Material to process →
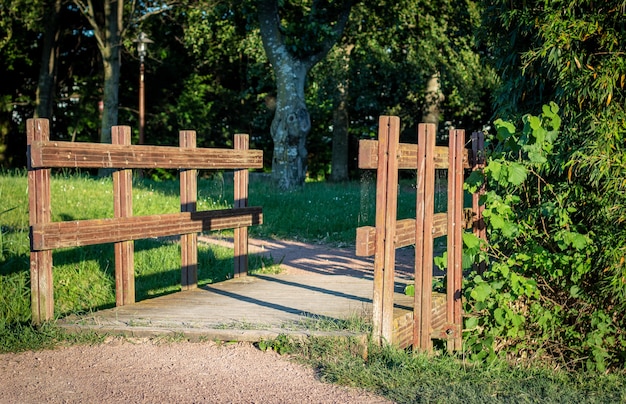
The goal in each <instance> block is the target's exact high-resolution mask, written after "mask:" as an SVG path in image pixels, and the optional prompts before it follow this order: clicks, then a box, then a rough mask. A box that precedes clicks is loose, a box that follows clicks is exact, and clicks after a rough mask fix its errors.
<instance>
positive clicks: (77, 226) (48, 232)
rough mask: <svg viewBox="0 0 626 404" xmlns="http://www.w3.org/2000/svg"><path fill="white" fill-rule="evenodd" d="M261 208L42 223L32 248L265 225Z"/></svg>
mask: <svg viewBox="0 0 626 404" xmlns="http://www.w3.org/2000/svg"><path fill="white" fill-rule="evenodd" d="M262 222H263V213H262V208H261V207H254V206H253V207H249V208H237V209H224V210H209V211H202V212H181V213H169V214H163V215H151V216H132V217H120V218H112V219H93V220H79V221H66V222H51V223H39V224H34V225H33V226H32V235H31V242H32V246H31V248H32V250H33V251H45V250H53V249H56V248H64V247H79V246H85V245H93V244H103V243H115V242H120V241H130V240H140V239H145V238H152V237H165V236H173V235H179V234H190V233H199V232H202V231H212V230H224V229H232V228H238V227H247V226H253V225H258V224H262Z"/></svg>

...

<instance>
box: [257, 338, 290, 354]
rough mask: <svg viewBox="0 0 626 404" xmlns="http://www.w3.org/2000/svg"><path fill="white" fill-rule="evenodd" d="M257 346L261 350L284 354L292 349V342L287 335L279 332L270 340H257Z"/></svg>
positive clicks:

==

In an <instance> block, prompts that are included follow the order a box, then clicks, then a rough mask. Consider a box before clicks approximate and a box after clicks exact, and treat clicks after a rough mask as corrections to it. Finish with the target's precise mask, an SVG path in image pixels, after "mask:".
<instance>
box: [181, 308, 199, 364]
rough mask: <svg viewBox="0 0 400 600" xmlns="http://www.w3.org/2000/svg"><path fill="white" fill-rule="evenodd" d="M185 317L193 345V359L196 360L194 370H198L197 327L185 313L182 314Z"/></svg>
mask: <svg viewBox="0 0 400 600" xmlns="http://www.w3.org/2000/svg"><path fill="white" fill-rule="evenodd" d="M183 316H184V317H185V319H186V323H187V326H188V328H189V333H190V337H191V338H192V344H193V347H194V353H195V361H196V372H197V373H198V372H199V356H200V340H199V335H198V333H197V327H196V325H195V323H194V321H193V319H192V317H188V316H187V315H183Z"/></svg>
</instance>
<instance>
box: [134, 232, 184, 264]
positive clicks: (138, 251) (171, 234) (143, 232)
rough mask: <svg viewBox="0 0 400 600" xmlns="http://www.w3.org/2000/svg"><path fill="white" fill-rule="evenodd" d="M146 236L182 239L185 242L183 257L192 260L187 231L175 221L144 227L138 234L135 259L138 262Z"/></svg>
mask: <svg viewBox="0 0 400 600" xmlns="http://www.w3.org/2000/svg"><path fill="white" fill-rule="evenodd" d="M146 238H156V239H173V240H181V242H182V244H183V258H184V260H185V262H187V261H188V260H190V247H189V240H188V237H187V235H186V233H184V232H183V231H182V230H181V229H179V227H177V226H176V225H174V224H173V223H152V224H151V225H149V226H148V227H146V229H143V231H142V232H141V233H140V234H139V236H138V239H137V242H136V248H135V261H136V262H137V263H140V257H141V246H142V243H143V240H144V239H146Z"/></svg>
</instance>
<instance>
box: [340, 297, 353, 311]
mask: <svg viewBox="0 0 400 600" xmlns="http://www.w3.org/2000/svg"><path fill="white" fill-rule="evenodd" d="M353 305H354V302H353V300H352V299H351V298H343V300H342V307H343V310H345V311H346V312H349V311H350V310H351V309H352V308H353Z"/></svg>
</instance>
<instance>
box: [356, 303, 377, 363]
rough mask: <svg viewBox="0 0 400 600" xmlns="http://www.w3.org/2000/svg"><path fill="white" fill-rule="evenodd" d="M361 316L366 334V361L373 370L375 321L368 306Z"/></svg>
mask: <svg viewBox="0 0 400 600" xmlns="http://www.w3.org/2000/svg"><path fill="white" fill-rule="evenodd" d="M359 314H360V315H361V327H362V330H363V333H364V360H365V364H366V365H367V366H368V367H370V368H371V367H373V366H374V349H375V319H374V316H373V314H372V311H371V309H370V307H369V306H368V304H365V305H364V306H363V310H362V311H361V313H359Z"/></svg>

What the task asks → Copy the records above exactly, beginning at the line that contains "box: [134, 232, 184, 264]" and stopping after the line that contains "positive clicks: (138, 251)".

Task result →
box: [134, 232, 184, 264]
positive clicks: (138, 251) (171, 234) (143, 232)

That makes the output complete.